- Problem to work on
List every person in the article on the California vaccine-exemption veto referendums whose name is followed by a party label in parentheses, and give each label.

On September 11, veto referendums were filed against Senate Bill 276 and Senate Bill 714 in California. Both of the bills address the use of medical exemptions from vaccination schedules for school students. Gov. Gavin Newsom (D) signed the bills on September 9.
Proponents of the veto referendums will need to collect 623,212 valid signatures within 90 days of the governor’s signature, which means signatures are due on December 8, 2019. Secretary of State Alex Padilla (D) is expected to release ballot language for the veto referendums on September 23. If enough signatures are collected for the referendums, the laws would be on hold until voters decide whether to uphold or repeal them at the election on November 3, 2020.
SB 276 and SB 714 were designed to create a process for the California Department of Public Health to review medical exemption forms for school attendance and allow a trained immunization department staff member (who must be a physician, surgeon, or registered nurse) to revoke medical exemptions that do not meet CDC, ACIP, or AAP criteria. The bills also include a process to appeal decisions to revoke exemptions, prohibit doctors who the department considers to be contributing to a public health crisis from writing medical exemptions, establish the information that must appear on medical exemption forms, and create a system to monitor immunization levels in schools and institutions and patterns of high exemption form submissions by physicians. SB 714 was written to amend SB 276 after Gov. Newsom requested several changes to the original bill, including a longer grace period for students with medical exemptions that were issued before January 1, 2020.
The three individuals who filed the veto referendums—Denise Aguilar, Heidi Munoz Gleisner, and Tara Thornton—were active in protesting the vaccination bills in August and September, according to The Sacramento Bee. Aguilar described the protests as “just parents who are getting a little bit fed up with the bills that are being passed.” She added, “To have our health in bureaucrats’ hands, that’s the complete tyranny of the government.” Senator Richard Pan (D-6), who authored the laws, responded to the referendums, saying, “What they haven’t demonstrated through the legislative process is a compelling argument based on science and facts and when they go to the public they will need that. Pounding on doors and walls won’t be any more compelling to the public as it was to the Legislature.”
After Gov. Jerry Brown (D) signed SB 277, which eliminated personal belief and religious exemptions from vaccination requirements, former Rep. Tim Donnelly (R-33) filed a veto referendum to overturn the law. On October 7, Donnelly said the campaign lacked financial contributions and signatures, which led to the veto referendum failing to make the ballot. While the signature requirement in 2015 was 365,880, the signature requirement in 2019 is a quarter-million higher at 623,212.
Californian’s have voted on 48 veto referendums since the state’s first in 1912. Voters upheld the targeted legislation in 20 veto referendum measures and repealed it in 28. Nationwide, between 1906 and 2018, 521 veto referendums appeared on the ballot in 23 states. Voters repealed 340 (65.3 percent) of the targeted laws and upheld 181 (34.7 percent). California has had the third most veto referendum measures certified for the ballot behind North Dakota (75) and Oregon (68).

- Extracted records

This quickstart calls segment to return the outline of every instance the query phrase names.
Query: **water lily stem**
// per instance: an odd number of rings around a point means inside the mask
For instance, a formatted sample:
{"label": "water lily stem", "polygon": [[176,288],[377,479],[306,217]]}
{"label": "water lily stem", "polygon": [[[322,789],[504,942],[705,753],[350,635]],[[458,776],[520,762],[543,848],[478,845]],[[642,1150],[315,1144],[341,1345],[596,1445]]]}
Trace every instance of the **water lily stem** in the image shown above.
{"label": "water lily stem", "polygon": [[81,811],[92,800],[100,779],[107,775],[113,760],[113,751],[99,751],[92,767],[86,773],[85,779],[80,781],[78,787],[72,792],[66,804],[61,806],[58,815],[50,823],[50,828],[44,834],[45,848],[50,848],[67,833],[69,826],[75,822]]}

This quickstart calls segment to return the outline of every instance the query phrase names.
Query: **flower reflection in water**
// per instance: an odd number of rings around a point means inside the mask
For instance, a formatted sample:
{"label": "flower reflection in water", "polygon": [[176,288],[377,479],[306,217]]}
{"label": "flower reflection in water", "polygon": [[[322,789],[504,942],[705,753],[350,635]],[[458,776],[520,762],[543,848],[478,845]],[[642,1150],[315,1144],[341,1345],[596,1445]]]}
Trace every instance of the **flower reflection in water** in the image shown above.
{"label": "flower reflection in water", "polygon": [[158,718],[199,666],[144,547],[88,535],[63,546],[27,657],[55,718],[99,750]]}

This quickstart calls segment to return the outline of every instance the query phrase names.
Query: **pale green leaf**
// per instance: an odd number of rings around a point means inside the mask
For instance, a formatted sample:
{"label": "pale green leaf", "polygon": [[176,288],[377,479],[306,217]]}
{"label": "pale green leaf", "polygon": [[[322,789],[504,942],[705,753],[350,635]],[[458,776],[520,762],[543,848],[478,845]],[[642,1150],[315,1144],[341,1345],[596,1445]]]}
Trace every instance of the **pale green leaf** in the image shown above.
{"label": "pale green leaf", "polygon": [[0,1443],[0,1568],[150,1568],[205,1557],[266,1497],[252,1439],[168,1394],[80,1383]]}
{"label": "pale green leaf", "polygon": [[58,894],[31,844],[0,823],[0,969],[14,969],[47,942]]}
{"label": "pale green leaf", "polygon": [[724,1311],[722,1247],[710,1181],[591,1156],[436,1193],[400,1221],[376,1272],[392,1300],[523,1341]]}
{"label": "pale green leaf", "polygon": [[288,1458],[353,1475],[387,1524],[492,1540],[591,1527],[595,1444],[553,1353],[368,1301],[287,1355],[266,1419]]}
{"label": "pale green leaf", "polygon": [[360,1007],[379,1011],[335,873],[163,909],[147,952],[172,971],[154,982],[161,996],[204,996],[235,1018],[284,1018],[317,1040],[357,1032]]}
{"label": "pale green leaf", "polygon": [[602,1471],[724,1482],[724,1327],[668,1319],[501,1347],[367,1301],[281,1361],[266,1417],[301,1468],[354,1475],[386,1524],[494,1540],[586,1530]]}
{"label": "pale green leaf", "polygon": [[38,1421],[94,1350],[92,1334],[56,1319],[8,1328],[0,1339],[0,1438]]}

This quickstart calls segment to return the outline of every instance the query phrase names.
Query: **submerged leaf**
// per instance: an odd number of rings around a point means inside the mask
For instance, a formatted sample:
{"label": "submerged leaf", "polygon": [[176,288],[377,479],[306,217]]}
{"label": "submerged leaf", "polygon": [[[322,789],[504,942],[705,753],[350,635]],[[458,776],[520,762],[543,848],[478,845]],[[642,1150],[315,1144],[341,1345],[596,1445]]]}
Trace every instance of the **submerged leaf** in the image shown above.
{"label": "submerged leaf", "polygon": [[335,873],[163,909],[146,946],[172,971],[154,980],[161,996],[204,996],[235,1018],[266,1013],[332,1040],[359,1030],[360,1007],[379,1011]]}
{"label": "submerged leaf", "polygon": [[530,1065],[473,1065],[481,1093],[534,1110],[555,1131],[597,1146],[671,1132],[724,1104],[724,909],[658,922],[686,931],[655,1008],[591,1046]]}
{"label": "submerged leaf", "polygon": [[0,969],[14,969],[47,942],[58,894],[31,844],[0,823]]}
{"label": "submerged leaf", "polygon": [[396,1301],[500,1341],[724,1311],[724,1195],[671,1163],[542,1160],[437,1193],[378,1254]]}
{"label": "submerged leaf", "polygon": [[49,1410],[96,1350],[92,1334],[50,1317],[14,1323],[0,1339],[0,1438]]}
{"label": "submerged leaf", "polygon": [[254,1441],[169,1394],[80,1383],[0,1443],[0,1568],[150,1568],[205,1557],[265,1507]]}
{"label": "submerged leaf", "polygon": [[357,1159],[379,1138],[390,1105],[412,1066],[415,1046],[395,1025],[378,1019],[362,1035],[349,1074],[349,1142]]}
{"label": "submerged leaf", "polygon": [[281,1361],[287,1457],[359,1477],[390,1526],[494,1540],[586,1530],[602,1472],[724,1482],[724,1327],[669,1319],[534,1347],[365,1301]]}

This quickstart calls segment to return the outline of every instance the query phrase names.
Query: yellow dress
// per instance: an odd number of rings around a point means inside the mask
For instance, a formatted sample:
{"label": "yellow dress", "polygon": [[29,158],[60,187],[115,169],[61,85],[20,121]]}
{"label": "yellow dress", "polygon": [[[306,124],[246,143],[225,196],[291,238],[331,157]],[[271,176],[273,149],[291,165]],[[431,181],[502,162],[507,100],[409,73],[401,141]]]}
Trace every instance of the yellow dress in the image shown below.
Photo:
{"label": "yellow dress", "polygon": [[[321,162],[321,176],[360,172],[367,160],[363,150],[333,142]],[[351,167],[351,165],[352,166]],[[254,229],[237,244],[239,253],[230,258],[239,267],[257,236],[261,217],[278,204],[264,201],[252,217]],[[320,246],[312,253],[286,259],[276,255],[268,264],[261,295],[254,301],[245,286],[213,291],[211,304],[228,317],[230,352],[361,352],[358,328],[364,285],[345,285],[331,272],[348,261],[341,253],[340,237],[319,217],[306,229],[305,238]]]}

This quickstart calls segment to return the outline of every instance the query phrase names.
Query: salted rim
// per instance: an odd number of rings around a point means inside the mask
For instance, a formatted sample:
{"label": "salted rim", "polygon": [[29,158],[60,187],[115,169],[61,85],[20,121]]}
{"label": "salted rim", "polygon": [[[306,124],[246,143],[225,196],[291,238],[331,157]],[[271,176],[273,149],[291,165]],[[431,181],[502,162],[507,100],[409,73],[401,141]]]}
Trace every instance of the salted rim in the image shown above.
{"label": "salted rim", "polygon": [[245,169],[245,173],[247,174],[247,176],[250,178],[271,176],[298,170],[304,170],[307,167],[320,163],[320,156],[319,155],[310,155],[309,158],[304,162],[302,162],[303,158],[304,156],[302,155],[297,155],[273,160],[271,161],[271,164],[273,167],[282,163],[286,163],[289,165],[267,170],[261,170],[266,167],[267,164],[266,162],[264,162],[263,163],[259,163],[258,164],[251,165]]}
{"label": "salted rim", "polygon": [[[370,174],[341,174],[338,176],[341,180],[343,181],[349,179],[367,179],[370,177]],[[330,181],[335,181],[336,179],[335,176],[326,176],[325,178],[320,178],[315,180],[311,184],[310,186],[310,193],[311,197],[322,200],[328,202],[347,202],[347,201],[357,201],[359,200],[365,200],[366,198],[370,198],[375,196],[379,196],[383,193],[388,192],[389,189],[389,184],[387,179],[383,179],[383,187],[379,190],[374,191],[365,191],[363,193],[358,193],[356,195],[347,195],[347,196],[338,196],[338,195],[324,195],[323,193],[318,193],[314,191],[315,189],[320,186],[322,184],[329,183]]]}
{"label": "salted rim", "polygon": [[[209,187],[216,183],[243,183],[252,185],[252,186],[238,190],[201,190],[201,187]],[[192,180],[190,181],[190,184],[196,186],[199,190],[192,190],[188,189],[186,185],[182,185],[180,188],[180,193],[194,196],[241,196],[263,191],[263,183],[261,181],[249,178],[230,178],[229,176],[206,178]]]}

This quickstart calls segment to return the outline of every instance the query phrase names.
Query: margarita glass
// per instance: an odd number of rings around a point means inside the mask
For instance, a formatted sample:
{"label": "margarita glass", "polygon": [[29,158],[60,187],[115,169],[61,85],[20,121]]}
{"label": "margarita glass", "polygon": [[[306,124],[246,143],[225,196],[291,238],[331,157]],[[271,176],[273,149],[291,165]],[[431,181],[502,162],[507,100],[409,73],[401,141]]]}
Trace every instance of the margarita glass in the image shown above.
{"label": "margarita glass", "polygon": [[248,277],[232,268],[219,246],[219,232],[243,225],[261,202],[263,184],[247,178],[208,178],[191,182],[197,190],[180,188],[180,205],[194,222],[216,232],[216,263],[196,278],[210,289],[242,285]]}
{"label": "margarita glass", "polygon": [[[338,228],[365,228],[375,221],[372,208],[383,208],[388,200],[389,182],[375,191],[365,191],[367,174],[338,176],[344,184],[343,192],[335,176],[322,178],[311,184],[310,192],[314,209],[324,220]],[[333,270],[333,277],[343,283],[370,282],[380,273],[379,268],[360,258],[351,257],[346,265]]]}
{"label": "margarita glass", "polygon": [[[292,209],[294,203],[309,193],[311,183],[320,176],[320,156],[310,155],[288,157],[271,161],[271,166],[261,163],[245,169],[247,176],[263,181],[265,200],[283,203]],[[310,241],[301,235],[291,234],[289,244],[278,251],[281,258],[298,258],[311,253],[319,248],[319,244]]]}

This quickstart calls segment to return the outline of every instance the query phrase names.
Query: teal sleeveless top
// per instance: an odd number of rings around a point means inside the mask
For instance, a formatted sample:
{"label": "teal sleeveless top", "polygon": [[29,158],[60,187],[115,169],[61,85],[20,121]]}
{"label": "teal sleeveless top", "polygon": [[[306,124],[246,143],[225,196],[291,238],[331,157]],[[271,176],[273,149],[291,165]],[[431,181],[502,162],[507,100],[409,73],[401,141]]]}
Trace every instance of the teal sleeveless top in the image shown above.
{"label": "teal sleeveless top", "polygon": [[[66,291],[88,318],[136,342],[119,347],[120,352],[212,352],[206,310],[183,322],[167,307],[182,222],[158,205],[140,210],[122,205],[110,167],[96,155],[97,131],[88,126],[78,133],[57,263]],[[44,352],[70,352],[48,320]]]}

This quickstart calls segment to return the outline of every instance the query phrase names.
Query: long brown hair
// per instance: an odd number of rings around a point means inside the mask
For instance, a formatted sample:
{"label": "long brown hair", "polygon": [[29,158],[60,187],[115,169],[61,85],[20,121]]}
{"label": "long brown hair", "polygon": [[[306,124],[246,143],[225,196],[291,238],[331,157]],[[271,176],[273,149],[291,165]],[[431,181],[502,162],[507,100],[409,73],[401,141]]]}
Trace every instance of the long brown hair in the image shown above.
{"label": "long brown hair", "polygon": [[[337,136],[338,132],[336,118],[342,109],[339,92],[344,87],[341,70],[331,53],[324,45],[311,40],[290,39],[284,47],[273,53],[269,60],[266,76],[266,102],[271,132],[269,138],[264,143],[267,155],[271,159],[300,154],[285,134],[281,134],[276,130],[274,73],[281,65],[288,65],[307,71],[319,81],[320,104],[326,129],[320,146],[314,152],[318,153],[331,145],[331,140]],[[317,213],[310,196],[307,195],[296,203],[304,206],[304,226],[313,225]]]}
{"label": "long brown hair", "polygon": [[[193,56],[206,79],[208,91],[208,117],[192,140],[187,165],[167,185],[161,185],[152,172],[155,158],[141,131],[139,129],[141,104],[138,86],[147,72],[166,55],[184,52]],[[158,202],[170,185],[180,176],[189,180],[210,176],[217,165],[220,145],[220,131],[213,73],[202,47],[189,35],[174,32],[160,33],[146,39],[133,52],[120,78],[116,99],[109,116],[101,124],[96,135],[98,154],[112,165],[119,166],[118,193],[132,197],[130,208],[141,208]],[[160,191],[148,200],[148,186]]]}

- Written response
- Gavin Newsom (D)
- Alex Padilla (D)
- Richard Pan (D-6)
- Jerry Brown (D)
- Tim Donnelly (R-33)